-------- Extract
This paper discusses the role of industrial policy in strengthening the social and economic resilience of nations, building on guidance offered by the Sendai Framework and reflecting on lessons learned from the COVID-19 pandemic, as well as previous crises.
First, the paper briefly discusses the importance of manufacturing industries for building resilience across a number of dimensions: as the provider of goods critical to life and national security; as the source of essential goods needed to tackle emergencies; and as a contributor to economic recovery and growth. Recognising that the first priority of the Sendai Framework is understanding risk in all its dimensions, this paper discusses the evolving risks associated with modern manufacturing globa value chains—across supply, operations and demand—and illustrates how these risks have manifested in practice.
This paper then identifies an industrial policy toolkit, with measures and activities to address those risks and strengthen resilience across the “four phases” of emergency management: (i) prevention, (ii) preparedness, (iii) response, and (iv) recovery from the pandemic. Examples of implementation are drawn from international experience.
Finally, the paper discusses the implications, with an emphasis on the challenges to effective policy implementation in developing countries. While this study is formulated in the context of a pandemic that is still ongoing, the insights offered can support policymakers’ efforts to use post-disaster reviews as opportunities to support learning and inform policy thinking.
----------------
-------- Supplied data
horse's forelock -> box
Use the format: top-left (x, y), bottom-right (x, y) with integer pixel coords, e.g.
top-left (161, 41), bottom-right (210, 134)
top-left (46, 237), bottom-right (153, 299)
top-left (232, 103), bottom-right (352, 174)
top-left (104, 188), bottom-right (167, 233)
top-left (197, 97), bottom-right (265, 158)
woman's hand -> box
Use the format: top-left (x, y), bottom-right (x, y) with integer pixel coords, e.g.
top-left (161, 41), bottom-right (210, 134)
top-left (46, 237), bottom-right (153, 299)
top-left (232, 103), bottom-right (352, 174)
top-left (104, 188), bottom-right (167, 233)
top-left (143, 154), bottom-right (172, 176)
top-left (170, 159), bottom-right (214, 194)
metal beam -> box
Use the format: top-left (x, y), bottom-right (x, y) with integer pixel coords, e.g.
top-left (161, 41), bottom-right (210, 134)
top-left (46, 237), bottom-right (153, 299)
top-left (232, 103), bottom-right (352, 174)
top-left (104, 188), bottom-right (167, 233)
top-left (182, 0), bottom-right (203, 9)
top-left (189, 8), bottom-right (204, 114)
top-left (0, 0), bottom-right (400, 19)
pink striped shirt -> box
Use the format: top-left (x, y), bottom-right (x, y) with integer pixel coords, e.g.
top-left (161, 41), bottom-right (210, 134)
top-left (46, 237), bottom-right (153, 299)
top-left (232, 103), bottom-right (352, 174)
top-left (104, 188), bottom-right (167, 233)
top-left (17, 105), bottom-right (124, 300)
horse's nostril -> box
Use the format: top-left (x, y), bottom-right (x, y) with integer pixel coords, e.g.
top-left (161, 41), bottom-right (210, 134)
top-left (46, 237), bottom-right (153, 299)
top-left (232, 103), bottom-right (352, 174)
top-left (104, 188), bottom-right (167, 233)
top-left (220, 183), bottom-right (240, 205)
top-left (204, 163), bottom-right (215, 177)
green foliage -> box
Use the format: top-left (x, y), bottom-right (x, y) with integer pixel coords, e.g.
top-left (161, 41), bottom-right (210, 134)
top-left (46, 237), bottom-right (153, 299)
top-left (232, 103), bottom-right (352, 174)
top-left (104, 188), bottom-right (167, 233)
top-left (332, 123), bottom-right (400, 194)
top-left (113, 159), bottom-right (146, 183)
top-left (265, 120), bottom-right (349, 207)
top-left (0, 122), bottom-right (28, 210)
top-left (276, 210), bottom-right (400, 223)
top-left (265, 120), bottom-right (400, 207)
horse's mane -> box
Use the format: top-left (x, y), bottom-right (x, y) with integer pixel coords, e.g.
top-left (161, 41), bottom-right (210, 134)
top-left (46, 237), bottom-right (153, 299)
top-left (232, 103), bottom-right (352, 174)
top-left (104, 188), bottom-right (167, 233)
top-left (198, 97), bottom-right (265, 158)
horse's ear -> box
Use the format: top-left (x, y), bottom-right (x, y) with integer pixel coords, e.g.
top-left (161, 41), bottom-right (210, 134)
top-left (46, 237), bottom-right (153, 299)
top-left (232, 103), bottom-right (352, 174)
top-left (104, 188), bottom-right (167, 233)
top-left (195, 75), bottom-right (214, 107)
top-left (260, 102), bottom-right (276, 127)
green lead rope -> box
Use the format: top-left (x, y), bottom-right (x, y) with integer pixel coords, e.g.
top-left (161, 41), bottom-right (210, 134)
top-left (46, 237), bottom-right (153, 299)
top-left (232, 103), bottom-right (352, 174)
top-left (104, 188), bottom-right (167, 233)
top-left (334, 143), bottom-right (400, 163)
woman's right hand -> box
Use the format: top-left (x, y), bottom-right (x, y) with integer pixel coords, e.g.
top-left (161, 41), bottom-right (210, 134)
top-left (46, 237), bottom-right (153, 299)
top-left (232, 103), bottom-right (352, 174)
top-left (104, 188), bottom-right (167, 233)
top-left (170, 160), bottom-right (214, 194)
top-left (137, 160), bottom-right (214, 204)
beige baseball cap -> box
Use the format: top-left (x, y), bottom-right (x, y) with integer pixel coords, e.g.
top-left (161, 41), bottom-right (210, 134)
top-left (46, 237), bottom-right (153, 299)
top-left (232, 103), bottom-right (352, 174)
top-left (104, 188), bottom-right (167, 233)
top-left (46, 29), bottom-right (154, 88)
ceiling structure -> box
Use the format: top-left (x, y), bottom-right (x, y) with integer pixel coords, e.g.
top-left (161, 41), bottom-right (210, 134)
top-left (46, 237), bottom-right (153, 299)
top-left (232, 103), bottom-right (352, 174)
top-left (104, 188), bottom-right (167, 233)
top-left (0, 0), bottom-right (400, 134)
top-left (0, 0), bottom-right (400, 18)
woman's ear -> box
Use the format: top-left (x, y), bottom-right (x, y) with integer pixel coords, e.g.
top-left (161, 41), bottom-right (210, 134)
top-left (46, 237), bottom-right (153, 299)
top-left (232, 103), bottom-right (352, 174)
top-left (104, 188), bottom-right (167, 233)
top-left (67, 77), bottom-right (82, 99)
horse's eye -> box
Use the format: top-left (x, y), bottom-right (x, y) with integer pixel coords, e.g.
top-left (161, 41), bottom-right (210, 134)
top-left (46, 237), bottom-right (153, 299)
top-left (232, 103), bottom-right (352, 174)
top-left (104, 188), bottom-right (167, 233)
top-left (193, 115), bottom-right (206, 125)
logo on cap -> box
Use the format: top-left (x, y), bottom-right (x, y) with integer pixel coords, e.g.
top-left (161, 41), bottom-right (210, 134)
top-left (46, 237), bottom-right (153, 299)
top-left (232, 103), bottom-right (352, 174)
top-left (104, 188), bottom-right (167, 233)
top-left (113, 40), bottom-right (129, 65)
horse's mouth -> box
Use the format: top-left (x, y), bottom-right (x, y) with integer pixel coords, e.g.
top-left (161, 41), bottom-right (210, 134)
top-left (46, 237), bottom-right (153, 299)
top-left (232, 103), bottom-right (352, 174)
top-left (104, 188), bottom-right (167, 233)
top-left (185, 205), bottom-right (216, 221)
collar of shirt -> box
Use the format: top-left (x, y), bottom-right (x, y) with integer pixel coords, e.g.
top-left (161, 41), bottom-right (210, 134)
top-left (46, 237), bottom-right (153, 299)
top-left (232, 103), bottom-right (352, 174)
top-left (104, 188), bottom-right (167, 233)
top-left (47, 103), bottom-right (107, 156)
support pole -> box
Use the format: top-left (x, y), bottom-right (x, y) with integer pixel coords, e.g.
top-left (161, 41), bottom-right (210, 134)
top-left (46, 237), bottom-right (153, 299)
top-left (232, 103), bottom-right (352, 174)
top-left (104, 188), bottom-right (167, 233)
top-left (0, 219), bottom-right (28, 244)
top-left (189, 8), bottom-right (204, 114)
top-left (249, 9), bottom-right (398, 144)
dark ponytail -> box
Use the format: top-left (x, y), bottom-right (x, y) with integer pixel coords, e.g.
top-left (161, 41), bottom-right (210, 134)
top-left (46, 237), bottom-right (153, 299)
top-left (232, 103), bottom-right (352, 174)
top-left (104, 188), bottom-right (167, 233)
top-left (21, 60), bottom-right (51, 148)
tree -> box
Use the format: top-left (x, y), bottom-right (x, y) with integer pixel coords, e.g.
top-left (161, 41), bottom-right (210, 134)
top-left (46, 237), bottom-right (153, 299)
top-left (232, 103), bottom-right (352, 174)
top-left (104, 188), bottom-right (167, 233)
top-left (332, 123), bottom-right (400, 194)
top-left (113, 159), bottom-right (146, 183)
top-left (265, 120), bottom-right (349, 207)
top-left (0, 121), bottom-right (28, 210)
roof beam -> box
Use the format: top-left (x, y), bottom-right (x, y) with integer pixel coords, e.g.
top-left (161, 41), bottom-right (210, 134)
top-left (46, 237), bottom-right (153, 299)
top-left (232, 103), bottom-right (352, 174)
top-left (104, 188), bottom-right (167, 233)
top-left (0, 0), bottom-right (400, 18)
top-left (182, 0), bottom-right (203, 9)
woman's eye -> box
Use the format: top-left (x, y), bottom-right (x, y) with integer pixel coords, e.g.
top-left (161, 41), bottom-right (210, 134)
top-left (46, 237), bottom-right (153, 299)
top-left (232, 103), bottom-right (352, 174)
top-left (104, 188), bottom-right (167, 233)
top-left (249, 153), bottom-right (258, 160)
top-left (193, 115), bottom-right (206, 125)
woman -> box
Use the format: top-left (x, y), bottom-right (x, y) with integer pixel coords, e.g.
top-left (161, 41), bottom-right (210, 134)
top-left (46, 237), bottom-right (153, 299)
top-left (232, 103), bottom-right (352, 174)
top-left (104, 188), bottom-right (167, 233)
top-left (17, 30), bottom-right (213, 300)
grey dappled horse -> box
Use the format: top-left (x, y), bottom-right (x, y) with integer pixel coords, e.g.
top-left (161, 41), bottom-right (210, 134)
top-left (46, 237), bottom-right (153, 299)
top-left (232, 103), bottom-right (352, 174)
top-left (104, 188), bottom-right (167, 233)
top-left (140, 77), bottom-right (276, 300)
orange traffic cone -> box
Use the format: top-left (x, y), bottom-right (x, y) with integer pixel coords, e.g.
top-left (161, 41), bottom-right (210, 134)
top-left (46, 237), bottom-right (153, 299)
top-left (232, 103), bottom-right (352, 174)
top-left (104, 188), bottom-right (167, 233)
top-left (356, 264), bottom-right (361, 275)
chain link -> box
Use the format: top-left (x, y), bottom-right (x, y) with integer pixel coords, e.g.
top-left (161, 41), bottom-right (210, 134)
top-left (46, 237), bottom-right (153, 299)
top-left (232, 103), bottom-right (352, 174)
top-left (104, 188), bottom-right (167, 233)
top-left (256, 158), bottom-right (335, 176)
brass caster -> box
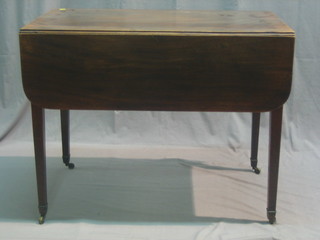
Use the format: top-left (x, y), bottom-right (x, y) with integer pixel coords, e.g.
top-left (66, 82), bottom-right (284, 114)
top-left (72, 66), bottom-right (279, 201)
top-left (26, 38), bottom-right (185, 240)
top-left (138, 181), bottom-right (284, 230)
----------------
Directions for this task:
Quote the portion of the industrial policy abstract that opens with the words containing "This paper then" and closes with "from international experience.", word for word. The listing has no connection to the industrial policy abstract.

Answer for this exercise:
This paper then identifies an industrial policy toolkit, with measures and activities to address those risks and strengthen resilience across the “four phases” of emergency management: (i) prevention, (ii) preparedness, (iii) response, and (iv) recovery from the pandemic. Examples of implementation are drawn from international experience.